### WHAT YOU NEED TO DO
Recast the lines below as a two-column CSV with the headers "label_request" and "bounding_box", one row per request. Put each request's text and its answer in a single quoted field, with any line breaks replaced by spaces.

### Bounding-box lines
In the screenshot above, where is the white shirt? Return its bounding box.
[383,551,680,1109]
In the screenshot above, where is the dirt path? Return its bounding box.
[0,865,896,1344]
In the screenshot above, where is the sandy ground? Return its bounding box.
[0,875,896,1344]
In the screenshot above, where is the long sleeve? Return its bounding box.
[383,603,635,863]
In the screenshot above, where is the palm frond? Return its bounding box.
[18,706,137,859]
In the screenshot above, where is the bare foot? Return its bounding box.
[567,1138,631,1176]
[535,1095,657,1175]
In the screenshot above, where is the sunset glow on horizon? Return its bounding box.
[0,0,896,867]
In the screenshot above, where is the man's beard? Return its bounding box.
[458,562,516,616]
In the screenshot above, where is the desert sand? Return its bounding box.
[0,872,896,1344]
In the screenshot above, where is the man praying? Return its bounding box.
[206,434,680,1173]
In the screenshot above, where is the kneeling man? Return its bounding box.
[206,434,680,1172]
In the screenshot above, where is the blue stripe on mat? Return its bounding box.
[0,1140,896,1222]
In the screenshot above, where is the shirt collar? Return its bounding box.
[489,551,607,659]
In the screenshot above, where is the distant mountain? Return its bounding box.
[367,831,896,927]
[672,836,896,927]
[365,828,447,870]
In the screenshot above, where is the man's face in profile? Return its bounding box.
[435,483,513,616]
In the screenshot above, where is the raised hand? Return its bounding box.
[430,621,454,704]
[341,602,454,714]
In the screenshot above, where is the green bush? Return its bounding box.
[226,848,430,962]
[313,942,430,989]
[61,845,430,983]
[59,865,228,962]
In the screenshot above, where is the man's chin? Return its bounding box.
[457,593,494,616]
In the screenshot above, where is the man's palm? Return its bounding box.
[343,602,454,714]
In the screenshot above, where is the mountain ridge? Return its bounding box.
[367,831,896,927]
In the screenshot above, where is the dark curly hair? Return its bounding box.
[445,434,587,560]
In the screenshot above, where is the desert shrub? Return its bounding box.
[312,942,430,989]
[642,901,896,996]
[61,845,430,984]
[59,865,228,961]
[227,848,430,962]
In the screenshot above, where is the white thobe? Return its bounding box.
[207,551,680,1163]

### SOLUTION TO THE EXERCISE
label_request,bounding_box
"In the screenshot above, where is the white shirt? Return its bounding box.","[383,551,680,1109]"
"In the screenshot above, where is the dirt path? Return its bounding box.","[0,865,896,1344]"
"In the screenshot above, where is the sandy ground? Return its bounding box.","[0,875,896,1344]"
"In the screenshot above, where is the long sleeve? Return its bounding box.","[383,603,635,863]"
"In the screenshot above, where is the palm frond? Return its bounding box.","[18,706,137,859]"
"In the screenshot above, where is the bare foot? Return its bounding box.","[567,1138,631,1176] [535,1095,657,1175]"
"In the screenshot above, where is the sunset glow on horizon? Return its bounding box.","[0,0,896,867]"
"In the screenshot above, where is the man's beard? Return its bounding box.","[458,562,516,616]"
"In the screenshot above, where is the desert sand? Return its bounding box.","[0,872,896,1344]"
"In the screenshot above, where is the man praying? Return its bounding box.","[206,434,680,1173]"
"In the screenshot above, where is the kneeling man? Return its bounding box.","[206,434,680,1172]"
"In the screenshot above, where is the blue stripe on mat? Return its bounding box.","[0,1140,896,1222]"
"In the screenshot above, where is the shirt collar? Return its bounding box.","[489,551,607,659]"
"In the screenshot above, where is the distant mountain? Return its bounding box.","[367,831,896,927] [672,836,896,927] [365,828,447,870]"
"In the screenshot above, where is the man's face in profile? Return its bounding box.","[435,483,513,616]"
"In the screenshot above, where is the raised hand? Return its bounding box.","[430,621,454,704] [341,602,454,714]"
"In the screenshot above, where is the green bush? Return its bounding box.","[226,848,430,962] [313,942,430,989] [61,845,430,983] [59,865,228,962]"
"In the screenshot above, where is the man's chin? Return its bounding box.","[457,593,494,616]"
"In the screenshot above, where is the man's palm? Return its bounding box.","[343,602,454,714]"
"In the screenshot above, where is the mountain ridge? Return its bounding box.","[367,831,896,927]"
"In the screenshot above, where is the dark curly hair? Return its bounding box.","[445,434,587,560]"
"In the screenshot above, where is the desert shrub? Return its bounding box.","[312,942,430,989] [642,901,896,996] [61,845,430,984] [59,865,228,961] [227,848,430,962]"
"In the screenshot above, where is the white thobe? Return its bounding box.","[207,551,680,1163]"